Les noms nomment le monde, les verbes activent les noms, les adjectifs viennent d’ailleurs [ …] Les adjectifs ont l’air d’ajouts assez inoffensifs mais regardez de plus près. Ces petits mécanismes importés ont pour fonction d’attacher toute chose du monde à sa place. Ils sont les verrous de l’être. (Carson, 2020, p15)

 

 

Cela fait des années que j’ai Autobiographie du rouge chez moi, je l’ai lu et relu à différents moments sans objectif précis, sauf celui de retourner dans ce livre comme on retourne dans une ville qui nous a marqué. Mon envie de mettre ce livre en scène est donc récente et ancienne à la fois. Ma pratique de mise en scène m’a lentement fait revenir à cette ville – Rouge – pour travailler l’origine du son des mots, l’origine des adjectifs et au final l’origine de l’être. Comment qualifier l’être, le véritable, avec ses émotions profondes et insurmontables que la civilisation garde en respect entre ses rênes. Pourtant, la civilisation ne peut pas grand-chose contre la blessure vive, nécessaire, retentissante de notre premier échec amoureux, cette blessure reste-là, ouverte comme un monstre, pour attirer l’attention sur le prodige de nos émotions, c’est-à-dire leurs possibles surnaturels, à la fois créateurs et destructeurs.

 

 

Dans le cas du théâtre, c’est aussi se poser la question du personnage, comment le fixer dans l’espace si réel qu’est la scène. Il faut passer par la mythologie pour découvrir des personnages forts et vulnérables, vains et profonds, complexes et purs… Il y a dans les personnages de Autobiographie du rouge des aspérités et des fissures dans lesquelles le public se plonge parce qu’elles existent en lui, elles sont plus anciennes que lui. J’espère que ces émotions pures et profondes pourront parvenir vers vous avec toute la force qu’elles impliquent, sans le filtre de la civilisation.

 

 

En terminant, un mot pour remercier quelques personnes sans qui cette tentative ne serait pas possible. Merci Édith, Mayi et toute l’équipe de GO. Vous avez sauvé le spectacle à plusieurs niveaux, je retiens surtout de cette production, votre cœur et votre amour profond pour notre art. Cet amour flotte un peu partout dans votre maison, c’est très important. Merci ma maison à moi, Création dans la Chambre, Émilie, Félix, Odile et Julie, raconter ensemble des spectacles, dans un langage commun, est mon refuge. Un refuge à la fois confortable et exigeant, nécessaire pour résister à l’époque.

============

* **Exercices**
a - Indiquez si chacune des affirmations suivantes concorde avec l'extrait en répondant par oui ou par non et en citant mot pour mot les termes qui tranchent. (i) Dans l'extrait, Autobiographie du rouge n'a été lu qu'une seule fois. (ii) Selon l'extrait, la civilisation ne peut pas grand-chose contre la blessure du premier échec amoureux. (iii) L'extrait affirme qu'il faut passer par la mythologie pour découvrir des personnages forts et vulnérables.
b - Recopiez tel quel tout le passage de l'extrait qui va de « Dans le cas » jusqu'à « de la civilisation. ».

* **Enregistrements**

============

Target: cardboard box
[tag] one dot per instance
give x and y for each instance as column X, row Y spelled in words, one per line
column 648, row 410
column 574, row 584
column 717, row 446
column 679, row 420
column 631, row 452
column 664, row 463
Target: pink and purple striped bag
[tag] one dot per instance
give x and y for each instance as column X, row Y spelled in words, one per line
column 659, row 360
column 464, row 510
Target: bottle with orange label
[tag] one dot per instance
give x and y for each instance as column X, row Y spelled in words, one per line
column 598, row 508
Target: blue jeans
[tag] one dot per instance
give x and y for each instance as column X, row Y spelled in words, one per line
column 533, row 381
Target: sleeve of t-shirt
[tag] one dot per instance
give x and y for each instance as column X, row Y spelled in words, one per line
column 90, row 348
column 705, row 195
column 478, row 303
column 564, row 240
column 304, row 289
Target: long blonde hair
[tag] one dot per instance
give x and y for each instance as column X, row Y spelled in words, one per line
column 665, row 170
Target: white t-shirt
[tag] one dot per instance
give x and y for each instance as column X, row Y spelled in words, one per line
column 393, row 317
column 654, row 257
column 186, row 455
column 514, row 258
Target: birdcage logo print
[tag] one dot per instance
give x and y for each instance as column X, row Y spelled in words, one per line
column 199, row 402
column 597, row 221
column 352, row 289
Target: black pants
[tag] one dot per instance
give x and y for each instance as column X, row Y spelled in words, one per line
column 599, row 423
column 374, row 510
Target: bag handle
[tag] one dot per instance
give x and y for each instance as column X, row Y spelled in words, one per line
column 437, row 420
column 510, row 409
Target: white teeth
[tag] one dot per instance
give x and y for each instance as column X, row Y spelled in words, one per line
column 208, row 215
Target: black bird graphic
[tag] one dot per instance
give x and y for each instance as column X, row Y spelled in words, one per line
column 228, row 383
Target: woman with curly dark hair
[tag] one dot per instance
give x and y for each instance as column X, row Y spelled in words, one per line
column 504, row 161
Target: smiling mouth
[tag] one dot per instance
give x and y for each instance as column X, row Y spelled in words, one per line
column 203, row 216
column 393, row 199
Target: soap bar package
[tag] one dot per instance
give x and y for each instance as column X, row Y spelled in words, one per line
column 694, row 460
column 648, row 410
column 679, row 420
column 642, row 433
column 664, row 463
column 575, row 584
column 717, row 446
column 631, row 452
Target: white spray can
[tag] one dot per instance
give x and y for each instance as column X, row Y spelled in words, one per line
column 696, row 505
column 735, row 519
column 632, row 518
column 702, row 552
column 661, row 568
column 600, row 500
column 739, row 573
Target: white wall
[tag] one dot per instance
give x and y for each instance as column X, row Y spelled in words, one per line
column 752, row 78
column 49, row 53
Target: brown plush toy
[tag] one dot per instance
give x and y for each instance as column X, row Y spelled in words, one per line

============

* **Réponses dans l'ordre**
a -
(i) Non : « je l’ai lu et relu à différents moments »
(ii) Oui : « la civilisation ne peut pas grand-chose contre la blessure vive, nécessaire, retentissante de notre premier échec amoureux »
(iii) Oui : « Il faut passer par la mythologie pour découvrir des personnages forts et vulnérables »

b -
Dans le cas du théâtre, c’est aussi se poser la question du personnage, comment le fixer dans l’espace si réel qu’est la scène. Il faut passer par la mythologie pour découvrir des personnages forts et vulnérables, vains et profonds, complexes et purs… Il y a dans les personnages de Autobiographie du rouge des aspérités et des fissures dans lesquelles le public se plonge parce qu’elles existent en lui, elles sont plus anciennes que lui. J’espère que ces émotions pures et profondes pourront parvenir vers vous avec toute la force qu’elles impliquent, sans le filtre de la civilisation.